**Dataset extract:**
________________________

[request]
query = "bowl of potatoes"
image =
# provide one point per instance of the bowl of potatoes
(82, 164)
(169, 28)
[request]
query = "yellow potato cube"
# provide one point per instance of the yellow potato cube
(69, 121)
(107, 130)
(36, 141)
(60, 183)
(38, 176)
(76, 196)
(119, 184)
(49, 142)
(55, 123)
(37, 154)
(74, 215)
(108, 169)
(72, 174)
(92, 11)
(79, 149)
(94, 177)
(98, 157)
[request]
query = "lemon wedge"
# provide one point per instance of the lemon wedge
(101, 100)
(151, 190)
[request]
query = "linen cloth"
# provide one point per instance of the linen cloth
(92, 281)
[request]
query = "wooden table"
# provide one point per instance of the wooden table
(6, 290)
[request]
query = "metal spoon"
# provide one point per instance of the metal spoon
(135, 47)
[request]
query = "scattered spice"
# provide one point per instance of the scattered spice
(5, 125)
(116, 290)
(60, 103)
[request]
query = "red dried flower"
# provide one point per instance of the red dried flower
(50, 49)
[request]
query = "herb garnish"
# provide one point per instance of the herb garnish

________________________

In how many lines of the records does the word "herb" appear? Answer with the number only.

**Problem solution:**
2